To be done:
Which lines of the listing below contain the string "leather"? Pull out every such line, treating uppercase and lowercase as different.

## begin

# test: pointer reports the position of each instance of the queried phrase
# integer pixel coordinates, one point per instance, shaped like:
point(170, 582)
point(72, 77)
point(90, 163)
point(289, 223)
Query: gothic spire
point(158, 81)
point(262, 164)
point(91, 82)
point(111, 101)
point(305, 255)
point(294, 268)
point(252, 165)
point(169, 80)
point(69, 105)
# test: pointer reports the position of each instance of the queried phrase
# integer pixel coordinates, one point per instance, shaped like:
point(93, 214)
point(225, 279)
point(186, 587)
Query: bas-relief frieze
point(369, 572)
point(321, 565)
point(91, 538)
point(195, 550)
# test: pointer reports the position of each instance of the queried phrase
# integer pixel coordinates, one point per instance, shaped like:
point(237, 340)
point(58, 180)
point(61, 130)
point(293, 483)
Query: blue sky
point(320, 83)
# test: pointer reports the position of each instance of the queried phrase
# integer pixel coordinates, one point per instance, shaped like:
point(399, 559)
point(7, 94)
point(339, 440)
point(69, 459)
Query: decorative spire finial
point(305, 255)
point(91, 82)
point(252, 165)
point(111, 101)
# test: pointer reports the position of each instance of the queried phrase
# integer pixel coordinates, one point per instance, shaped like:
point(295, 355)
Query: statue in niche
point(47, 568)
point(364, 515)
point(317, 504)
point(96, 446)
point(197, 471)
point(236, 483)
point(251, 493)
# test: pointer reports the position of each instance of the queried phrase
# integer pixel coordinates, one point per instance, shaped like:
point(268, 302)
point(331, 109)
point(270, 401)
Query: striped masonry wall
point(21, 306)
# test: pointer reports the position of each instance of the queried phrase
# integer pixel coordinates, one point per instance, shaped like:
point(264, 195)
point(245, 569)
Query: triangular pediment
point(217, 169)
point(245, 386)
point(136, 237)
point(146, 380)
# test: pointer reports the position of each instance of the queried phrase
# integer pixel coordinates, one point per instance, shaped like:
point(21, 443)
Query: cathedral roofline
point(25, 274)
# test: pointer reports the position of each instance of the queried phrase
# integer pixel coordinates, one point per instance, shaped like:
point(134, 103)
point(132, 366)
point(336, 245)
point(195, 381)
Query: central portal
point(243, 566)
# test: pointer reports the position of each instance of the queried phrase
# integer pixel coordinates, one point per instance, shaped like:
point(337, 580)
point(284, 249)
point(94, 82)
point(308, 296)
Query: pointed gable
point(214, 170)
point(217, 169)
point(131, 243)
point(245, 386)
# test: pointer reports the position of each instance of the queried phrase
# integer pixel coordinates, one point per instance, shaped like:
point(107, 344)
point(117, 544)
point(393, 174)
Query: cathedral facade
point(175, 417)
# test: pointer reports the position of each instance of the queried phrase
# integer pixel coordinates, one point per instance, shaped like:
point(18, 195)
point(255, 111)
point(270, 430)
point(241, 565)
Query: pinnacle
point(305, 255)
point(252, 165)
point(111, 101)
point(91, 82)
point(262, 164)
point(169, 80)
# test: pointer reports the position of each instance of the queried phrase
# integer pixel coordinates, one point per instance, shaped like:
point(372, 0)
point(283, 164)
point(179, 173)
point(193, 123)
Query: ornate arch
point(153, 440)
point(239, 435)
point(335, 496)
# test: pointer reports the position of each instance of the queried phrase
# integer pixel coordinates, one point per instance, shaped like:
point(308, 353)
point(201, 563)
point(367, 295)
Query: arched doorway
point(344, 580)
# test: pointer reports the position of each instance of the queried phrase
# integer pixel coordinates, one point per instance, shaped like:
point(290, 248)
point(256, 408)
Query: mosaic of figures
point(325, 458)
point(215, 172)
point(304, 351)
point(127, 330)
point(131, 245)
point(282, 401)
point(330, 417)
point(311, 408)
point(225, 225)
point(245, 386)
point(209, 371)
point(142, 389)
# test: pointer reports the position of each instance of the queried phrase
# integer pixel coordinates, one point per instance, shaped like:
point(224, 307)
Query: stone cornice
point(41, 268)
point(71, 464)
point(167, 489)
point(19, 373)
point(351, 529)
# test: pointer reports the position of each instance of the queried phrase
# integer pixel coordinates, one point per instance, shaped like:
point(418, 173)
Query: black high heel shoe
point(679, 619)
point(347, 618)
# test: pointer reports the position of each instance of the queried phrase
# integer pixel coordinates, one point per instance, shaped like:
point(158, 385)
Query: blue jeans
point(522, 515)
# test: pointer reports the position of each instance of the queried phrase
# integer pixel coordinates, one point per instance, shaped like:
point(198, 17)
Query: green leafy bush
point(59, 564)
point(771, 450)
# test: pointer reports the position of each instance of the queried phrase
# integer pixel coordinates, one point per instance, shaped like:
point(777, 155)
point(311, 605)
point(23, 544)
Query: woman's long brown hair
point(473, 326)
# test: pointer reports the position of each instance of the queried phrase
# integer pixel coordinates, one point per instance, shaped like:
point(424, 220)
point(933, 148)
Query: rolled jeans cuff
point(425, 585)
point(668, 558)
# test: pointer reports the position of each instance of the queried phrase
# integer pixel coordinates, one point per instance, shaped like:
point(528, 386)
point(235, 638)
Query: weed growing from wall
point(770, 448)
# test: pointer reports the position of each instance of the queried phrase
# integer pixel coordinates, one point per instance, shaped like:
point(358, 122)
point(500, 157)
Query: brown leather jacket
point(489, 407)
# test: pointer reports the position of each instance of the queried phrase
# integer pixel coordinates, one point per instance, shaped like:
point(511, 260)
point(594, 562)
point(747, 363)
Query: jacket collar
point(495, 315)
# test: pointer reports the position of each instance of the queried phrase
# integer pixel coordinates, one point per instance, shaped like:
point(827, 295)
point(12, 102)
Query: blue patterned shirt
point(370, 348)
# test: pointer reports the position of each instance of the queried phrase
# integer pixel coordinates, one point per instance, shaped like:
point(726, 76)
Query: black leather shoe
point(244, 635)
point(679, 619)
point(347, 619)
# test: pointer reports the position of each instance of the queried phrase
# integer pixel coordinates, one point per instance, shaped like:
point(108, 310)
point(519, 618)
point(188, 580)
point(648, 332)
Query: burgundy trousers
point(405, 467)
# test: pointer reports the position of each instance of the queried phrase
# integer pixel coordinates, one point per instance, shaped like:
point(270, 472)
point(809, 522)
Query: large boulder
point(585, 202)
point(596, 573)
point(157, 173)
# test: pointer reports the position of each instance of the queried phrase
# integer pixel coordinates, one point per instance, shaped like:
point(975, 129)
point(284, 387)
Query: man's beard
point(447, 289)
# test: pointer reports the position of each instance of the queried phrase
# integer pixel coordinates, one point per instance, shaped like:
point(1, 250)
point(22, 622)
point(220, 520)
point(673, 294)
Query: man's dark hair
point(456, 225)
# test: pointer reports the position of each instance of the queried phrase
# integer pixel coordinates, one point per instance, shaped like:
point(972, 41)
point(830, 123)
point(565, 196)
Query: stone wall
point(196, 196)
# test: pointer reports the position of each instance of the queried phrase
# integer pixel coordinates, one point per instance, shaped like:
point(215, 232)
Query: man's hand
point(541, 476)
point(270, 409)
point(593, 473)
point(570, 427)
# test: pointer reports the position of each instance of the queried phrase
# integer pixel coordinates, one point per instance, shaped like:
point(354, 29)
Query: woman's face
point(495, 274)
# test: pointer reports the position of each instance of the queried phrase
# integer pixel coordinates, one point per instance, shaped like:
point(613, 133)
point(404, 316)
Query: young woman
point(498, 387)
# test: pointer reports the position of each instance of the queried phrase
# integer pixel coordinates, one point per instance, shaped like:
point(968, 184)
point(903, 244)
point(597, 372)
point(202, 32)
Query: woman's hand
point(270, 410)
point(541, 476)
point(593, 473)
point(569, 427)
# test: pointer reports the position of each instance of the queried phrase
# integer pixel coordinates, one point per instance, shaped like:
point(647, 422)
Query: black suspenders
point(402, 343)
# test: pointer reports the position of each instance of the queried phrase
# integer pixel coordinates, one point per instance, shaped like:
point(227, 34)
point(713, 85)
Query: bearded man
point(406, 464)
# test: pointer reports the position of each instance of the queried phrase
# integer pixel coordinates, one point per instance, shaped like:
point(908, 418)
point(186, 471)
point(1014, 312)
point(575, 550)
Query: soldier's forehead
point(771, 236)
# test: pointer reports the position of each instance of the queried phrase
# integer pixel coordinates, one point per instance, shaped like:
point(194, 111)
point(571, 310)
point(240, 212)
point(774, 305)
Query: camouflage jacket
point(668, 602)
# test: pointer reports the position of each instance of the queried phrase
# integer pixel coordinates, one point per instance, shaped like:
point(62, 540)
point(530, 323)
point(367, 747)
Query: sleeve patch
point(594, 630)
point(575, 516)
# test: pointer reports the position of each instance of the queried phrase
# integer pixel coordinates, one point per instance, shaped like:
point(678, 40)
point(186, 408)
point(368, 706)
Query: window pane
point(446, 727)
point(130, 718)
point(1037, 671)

## end

Answer for this exercise:
Query: brown leather jacket
Query: black leather shoe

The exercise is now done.